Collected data
◇ ◇ ◇

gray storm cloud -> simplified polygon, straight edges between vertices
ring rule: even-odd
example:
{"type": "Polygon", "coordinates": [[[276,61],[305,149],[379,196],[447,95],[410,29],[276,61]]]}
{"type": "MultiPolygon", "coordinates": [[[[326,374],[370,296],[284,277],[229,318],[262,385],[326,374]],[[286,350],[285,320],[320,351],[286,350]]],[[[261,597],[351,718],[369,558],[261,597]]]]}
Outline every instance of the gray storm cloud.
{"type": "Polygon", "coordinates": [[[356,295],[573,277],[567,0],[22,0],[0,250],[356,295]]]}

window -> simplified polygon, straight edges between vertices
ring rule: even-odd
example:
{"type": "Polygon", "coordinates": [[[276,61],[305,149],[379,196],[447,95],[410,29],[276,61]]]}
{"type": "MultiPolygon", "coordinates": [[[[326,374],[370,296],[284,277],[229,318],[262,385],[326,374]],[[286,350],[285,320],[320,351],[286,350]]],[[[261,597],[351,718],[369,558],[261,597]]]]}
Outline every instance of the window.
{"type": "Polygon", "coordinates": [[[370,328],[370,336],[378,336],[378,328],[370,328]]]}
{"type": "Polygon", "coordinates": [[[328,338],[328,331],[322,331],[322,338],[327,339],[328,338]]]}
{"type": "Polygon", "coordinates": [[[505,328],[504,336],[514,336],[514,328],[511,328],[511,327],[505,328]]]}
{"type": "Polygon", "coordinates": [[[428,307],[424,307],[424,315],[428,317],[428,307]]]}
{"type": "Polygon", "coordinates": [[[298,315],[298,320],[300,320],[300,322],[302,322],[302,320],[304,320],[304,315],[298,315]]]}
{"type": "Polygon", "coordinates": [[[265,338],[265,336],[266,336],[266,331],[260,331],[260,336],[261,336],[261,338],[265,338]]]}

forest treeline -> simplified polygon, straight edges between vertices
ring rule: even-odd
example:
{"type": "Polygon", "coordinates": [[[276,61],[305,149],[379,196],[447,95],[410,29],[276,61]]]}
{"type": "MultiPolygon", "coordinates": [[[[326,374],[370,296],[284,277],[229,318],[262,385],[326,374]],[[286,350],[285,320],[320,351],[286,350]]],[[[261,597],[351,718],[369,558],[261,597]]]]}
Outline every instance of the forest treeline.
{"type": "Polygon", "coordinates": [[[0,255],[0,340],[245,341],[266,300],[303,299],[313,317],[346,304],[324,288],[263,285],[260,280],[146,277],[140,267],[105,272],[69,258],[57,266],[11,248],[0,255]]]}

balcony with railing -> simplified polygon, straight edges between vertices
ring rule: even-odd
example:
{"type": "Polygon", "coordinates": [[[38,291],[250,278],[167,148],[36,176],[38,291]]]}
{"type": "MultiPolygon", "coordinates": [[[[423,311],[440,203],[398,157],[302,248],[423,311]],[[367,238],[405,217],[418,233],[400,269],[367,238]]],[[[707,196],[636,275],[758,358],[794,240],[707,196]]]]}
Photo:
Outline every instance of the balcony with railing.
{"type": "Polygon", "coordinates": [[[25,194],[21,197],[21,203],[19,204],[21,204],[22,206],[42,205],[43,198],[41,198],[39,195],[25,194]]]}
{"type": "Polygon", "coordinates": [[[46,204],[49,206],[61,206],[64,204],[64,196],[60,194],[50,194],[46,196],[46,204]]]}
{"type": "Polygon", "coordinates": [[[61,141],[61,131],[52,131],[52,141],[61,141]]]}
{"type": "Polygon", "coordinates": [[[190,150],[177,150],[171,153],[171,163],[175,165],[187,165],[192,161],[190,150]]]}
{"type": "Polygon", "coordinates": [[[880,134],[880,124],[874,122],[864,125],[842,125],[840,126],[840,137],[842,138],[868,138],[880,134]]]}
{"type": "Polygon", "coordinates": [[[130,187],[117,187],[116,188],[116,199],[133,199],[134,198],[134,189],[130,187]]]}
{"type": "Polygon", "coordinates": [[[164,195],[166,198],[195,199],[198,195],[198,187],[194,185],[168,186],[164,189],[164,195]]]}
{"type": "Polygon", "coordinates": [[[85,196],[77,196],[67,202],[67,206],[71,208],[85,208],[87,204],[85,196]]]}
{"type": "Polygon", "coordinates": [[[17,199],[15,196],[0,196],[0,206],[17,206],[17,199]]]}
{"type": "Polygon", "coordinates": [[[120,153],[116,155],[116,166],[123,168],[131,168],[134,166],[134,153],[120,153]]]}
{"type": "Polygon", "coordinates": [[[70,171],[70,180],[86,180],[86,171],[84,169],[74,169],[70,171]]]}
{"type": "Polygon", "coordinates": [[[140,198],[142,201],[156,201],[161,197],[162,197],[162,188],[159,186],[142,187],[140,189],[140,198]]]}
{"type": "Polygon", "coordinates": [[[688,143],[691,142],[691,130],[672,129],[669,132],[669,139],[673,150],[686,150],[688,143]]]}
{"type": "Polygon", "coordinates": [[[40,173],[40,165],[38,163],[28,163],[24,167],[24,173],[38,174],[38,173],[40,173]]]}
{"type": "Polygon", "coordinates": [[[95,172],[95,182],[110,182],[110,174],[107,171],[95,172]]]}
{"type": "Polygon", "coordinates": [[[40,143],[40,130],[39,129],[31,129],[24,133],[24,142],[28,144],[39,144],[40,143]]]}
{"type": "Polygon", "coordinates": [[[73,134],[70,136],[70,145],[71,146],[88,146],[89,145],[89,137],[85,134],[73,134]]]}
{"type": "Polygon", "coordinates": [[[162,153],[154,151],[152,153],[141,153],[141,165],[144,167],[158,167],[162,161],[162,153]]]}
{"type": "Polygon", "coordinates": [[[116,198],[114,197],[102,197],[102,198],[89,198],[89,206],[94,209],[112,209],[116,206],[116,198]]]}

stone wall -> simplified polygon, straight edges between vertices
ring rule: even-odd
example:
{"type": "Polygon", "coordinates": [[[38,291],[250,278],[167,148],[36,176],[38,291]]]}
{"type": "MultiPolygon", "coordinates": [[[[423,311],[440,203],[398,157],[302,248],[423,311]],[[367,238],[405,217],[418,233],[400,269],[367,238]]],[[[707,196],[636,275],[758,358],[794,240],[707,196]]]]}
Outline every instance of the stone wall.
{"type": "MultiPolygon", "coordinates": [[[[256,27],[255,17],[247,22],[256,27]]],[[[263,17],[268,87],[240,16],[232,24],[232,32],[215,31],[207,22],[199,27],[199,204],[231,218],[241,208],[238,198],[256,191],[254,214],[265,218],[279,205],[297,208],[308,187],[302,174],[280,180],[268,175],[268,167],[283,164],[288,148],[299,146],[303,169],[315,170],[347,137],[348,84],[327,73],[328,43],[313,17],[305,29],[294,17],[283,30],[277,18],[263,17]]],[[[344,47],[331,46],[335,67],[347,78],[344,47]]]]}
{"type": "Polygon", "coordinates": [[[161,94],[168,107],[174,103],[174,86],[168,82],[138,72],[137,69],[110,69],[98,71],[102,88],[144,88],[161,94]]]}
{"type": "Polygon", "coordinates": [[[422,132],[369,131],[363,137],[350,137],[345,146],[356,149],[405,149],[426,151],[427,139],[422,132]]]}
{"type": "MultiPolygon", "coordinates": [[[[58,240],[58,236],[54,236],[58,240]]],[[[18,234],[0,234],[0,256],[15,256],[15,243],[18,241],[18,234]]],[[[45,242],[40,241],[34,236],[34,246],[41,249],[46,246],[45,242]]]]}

◇ ◇ ◇

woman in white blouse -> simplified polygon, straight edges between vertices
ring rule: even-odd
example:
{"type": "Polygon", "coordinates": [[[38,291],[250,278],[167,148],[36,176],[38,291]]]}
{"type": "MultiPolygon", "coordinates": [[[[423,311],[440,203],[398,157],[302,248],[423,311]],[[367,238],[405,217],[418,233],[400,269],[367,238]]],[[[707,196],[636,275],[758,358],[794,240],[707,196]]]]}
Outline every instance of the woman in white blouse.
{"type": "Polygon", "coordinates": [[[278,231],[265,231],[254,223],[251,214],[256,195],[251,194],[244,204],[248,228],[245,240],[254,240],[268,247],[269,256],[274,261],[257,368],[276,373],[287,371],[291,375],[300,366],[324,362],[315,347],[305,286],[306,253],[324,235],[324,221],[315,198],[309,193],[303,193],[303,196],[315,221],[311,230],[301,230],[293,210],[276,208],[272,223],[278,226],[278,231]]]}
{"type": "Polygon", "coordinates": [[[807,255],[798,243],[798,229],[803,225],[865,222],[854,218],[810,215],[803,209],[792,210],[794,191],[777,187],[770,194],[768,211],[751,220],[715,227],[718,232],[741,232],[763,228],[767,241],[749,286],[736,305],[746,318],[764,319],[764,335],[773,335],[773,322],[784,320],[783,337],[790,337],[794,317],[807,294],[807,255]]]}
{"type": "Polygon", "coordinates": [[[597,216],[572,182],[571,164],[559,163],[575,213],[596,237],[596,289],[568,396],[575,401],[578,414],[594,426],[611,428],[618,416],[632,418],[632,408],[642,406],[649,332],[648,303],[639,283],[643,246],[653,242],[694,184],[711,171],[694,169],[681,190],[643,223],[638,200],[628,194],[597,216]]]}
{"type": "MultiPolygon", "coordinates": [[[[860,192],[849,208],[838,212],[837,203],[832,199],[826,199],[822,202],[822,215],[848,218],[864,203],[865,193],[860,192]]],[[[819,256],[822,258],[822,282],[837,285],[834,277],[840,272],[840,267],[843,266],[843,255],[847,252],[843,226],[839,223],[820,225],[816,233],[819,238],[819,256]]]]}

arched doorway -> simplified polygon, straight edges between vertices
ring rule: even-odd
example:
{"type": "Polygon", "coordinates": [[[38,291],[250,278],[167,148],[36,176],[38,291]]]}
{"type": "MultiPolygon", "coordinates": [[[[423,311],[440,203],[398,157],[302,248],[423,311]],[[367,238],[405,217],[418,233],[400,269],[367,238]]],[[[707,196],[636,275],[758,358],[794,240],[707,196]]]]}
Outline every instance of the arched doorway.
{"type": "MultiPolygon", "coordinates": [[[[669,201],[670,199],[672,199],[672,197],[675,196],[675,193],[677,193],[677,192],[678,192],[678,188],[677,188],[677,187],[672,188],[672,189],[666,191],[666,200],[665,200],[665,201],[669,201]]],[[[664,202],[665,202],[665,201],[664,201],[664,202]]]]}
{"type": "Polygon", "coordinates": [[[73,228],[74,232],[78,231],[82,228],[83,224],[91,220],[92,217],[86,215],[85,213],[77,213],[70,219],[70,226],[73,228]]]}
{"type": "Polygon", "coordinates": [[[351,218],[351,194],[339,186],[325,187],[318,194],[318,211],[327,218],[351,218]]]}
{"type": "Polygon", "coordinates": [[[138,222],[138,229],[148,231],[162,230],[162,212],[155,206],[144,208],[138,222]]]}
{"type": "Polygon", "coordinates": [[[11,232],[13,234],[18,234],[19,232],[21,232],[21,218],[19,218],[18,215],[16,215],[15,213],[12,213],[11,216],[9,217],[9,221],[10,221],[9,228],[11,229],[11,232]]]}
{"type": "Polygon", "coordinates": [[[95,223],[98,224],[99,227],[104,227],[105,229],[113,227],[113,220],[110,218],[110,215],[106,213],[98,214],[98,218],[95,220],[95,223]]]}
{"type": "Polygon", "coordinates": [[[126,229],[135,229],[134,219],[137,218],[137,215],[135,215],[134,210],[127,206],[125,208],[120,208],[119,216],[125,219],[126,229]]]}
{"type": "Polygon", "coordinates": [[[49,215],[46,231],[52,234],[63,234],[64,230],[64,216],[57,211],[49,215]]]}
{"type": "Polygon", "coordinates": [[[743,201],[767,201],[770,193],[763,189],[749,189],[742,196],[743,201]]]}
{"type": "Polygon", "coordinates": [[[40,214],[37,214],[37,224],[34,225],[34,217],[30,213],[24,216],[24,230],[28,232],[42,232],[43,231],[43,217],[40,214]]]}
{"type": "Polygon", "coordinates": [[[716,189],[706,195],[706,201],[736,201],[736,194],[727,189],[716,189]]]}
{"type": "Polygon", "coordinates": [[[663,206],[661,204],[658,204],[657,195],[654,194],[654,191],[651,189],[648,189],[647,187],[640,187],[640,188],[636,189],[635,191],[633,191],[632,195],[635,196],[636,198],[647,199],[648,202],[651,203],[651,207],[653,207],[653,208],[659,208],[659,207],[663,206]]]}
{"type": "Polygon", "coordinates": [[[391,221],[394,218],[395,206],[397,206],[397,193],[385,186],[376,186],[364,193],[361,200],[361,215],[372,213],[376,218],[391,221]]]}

◇ ◇ ◇

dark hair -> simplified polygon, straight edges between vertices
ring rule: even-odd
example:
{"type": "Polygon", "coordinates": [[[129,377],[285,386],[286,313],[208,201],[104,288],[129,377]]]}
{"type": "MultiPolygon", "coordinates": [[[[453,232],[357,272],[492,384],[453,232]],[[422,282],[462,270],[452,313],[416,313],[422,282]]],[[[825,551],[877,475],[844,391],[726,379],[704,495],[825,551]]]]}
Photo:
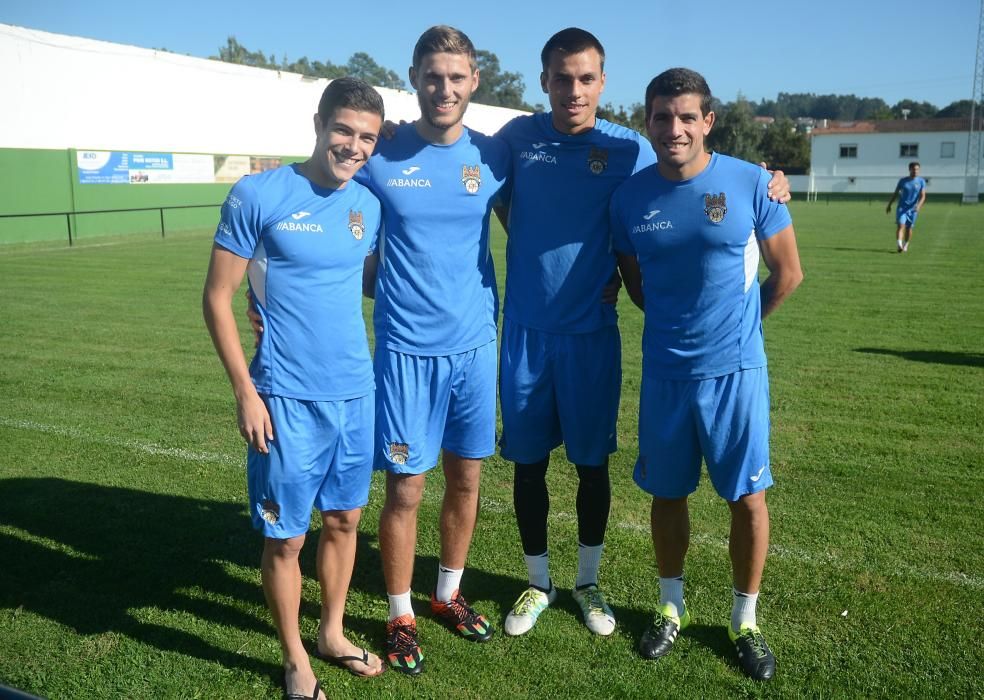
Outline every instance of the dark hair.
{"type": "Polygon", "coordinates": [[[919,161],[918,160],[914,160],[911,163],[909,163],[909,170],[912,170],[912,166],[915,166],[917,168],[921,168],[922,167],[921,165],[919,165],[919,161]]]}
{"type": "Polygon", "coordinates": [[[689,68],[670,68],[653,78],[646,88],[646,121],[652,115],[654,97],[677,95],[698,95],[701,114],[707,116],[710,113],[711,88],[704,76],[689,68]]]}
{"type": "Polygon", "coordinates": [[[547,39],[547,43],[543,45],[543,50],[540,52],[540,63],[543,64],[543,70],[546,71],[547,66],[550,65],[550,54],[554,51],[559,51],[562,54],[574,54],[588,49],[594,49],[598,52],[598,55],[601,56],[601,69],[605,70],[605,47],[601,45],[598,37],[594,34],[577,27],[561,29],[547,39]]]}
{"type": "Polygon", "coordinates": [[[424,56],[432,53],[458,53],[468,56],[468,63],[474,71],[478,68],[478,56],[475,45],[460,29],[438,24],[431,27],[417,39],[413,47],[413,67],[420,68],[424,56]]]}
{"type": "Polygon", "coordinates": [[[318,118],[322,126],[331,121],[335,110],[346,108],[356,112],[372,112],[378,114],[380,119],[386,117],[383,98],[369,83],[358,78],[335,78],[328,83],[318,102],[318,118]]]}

◇ ◇ ◇

**Assignment:**
A bare number is expected: how many lines above contain the word "straight"?

**Answer below:**
8